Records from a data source
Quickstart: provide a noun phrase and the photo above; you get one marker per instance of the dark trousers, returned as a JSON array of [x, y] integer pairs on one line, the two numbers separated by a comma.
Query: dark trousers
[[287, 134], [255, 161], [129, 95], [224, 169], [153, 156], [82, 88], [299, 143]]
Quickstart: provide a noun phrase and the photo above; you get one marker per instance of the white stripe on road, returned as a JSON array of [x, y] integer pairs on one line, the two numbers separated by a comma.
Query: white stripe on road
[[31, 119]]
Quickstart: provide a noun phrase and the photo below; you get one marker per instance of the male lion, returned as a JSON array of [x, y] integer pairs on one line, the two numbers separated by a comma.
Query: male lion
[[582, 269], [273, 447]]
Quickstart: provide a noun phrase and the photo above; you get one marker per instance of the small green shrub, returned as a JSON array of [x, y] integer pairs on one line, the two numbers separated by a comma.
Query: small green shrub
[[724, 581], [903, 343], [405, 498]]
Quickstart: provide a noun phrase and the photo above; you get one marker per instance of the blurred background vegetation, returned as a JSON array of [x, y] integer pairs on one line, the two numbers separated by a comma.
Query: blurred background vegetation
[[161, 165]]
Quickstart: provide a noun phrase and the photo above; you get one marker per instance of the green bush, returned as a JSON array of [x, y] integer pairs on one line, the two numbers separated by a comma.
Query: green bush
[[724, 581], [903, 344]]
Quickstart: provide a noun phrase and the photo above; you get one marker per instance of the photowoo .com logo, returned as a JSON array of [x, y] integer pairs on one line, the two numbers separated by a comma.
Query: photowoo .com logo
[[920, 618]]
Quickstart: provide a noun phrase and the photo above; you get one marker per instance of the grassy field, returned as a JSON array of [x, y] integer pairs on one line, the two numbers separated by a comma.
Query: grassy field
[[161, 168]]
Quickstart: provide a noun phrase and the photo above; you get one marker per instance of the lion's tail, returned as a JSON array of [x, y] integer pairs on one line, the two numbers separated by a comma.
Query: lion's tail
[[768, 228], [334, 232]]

### ACTIVITY
Each entry must appear again in the answer exactly as written.

### PROBLEM SOLUTION
Quickstart: provide a noun phrase and the photo above; you get one marker per instance of the dark trousers, returned as a JSON array of [x, y] integer pairs on one line, the two numbers separated by a comma.
Query: dark trousers
[[287, 134], [255, 161], [129, 95], [224, 169], [153, 156], [82, 88], [299, 143]]
Quickstart: provide a noun phrase and the photo above; you get one marker per instance of the white stripe on road, returned as a JSON array of [x, y] integer pairs on one line, the two numbers separated by a comma.
Query: white stripe on road
[[31, 119]]
Quickstart: provide a noun phrase and the photo below; you get one marker per instance of the male lion, returned as a JSON array of [x, y] integer pairs on one line, the two numbers separated by a comma.
Query: male lion
[[582, 269], [273, 447]]
Quickstart: provide a noun phrase and the photo above; you get one marker per instance of the small green shrub, returned as a JSON array of [x, y] integer pairs on one line, the two numbers separated by a comma.
Query: small green shrub
[[724, 581], [903, 343], [405, 498]]
Quickstart: provide a noun phrase and the photo above; you get one marker per instance of the blurred background vegetation, returned as a JSON array of [x, y] integer pairs on one line, the two numbers separated by a comma.
Query: blurred background vegetation
[[161, 165]]
Quickstart: provide a noun phrase and the photo above; you get one marker per instance of the green bush, returned as a JSON array of [x, y] integer pairs on one line, the two numbers separated by a comma.
Query: green bush
[[724, 581], [903, 344]]
Quickstart: provide a noun phrase and the photo above; you get one marker per instance of the photowoo .com logo, returned as a JSON array of [x, y] integer pairs on one line, the two numbers separated by a comma.
Query: photowoo .com logo
[[920, 618]]
Quickstart: provide a noun phrase and the photo above; you get one marker per instance of the grassy field, returned as a JSON array of [x, y] integer pairs on one line, the two numbers separated by a comma.
Query: grassy field
[[161, 168]]
Quickstart: provide a noun phrase and the photo above; you get one marker per instance of the lion's tail, returned as a JSON array of [x, y] integer pairs on one line, the two numbers separated by a comma.
Query: lion's tail
[[768, 228], [334, 232]]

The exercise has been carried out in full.